SOURCE PASSAGE:

--------------------------------------------------

Blood and Rage_ A Cultural History of Terrorism - Michael Burleigh [297]
This was Jamal Ahmidan, a fugitive from Tetuan, where in 1993 he had murdered his accomplice in an armed robbery. Tetuan is the epicentre of Morocco’s US$12.5 billion hashish business, with local drug barons joining Lebanese dealers in West African conflict diamonds as an alternative source of terrorist funding after movements of money became harder after 9/11. He and his brother ran a small business in Lavapiés, combining this with dope dealing through his cousin Hamid. Drugs were the medium of exchange when Hamid bartered explosives from a Spanish miner who was a drug addict in return for thirty kilograms of hashish. Deported in 1993, Ahmidan had served a two-and-a-half-year sentence in Morocco where incarceration led to his vehement espousal of Islam. Back in Spain, he had a blousy girlfriend and continued to deal drugs, but he no longer consumed them himself. This was a matter of takfir, the art of deluding the infidels. You can drink, smoke, womanise, so long as you have hatred in your heart. He gathered around himself four friends from Tetuan as well as Zougam whose shop was near a barber shop and the Alhambra restaurant where the group hung around. In 2001 Zougam stabbed a stranger who presumed to bring a dog into the restaurant, a bad thing to do when Moroccan Islamists were around. This was when Yarkas, the Al Qaeda cell leader in Madrid, took an interest in this group of dealers and toughs, converting their cultural Islamism into the jihadist variety, through media that would engage their limited attention spans.
A middle-class Tunisian student provided more intellectual sobriety than the drug dealers disposed of, while Rabei Osman Sayed Ahmed, also known as ‘Mohammed the Egyptian’, was brought in as leader after Yarkas had been arrested. Ahmed was an electronics graduate who had served for five years in the explosives branch of the Egyptian army before going to jail for Islamist activity. By posing as a Palestinian, a common ploy to elicit automatic European sympathy, he had conned his way into Germany, using a special substance to modify his fingerprints whenever the Germans took them and compared them with their databanks. He knew how to ‘work’ Germany. One just had to rise early, eager for a day’s work, which in his case meant being the Lebach asylum centre’s resident demagogue arguing ‘rights’ with German social workers. After simply walking out of this unguarded facility, Ahmed headed for Spain. He rented the country house where the group assembled their eleven bombs, but was careful to leave Spain before the bombings. A lucky break enabled the Spanish police to track him to Milan, where the Italian secret service reported that he was working as a decorator. They bugged a flat he shared with other Egyptians. This is probably the single most important source available for insights into how a jihadist recruiter operates, insights we owe to Italian intelligence.
On 26 May they recorded his efforts to recruit a fellow Egyptian as a ‘martyr’. He had audiotapes, a two-thousand-page manual on jihad, and three hundred video-cassettes, for a morbid fascination with heads being sawn off or bomb blasts is very much part of the mindset. So too is a mastery of modern technology. The internet is what bin Laden once described as the electric current connecting the global ummah.

--------------------------------------------------

TASKS TO COMPLETE:
[a] In the excerpt on the Madrid cell, how long was the sentence Jamal Ahmidan served in Morocco?
[b] Return the excerpt on the Madrid cell from "On 26 May they" up to and including "the global ummah.".
The entries come from a separate source.

--------------------------------------------------

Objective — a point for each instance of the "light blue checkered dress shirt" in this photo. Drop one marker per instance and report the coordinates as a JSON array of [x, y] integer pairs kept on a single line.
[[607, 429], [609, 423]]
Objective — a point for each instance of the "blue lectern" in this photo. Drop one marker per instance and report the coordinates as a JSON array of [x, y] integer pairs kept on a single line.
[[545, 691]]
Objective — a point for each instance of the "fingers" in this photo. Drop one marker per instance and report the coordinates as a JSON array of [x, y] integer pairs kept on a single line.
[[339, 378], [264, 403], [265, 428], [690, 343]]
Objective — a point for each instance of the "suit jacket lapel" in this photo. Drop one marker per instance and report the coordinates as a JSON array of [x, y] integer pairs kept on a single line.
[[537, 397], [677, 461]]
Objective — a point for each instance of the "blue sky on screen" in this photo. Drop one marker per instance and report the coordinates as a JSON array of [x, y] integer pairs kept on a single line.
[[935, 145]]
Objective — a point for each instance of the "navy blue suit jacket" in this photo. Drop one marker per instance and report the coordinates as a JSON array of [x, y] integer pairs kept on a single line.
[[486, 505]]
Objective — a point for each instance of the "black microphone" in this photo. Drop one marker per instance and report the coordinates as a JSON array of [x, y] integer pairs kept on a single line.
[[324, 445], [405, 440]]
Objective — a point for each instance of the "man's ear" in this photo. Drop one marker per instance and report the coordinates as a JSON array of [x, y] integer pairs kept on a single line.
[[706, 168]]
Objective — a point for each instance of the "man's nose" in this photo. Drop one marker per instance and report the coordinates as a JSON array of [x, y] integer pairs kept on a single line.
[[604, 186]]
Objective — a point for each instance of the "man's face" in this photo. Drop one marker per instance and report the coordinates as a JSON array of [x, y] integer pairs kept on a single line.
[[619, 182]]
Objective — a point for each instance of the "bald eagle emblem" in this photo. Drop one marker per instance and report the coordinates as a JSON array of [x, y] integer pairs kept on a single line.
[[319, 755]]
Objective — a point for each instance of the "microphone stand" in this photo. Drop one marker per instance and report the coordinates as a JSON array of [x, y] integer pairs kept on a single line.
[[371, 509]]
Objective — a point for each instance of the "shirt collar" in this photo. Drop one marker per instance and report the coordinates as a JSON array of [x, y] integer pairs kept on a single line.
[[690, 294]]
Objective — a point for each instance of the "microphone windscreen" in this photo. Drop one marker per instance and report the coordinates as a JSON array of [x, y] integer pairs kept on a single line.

--------------------------------------------------

EXPECTED RESPONSES:
[a] Two and a half years.

[b]
On 26 May they recorded his efforts to recruit a fellow Egyptian as a ‘martyr’. He had audiotapes, a two-thousand-page manual on jihad, and three hundred video-cassettes, for a morbid fascination with heads being sawn off or bomb blasts is very much part of the mindset. So too is a mastery of modern technology. The internet is what bin Laden once described as the electric current connecting the global ummah.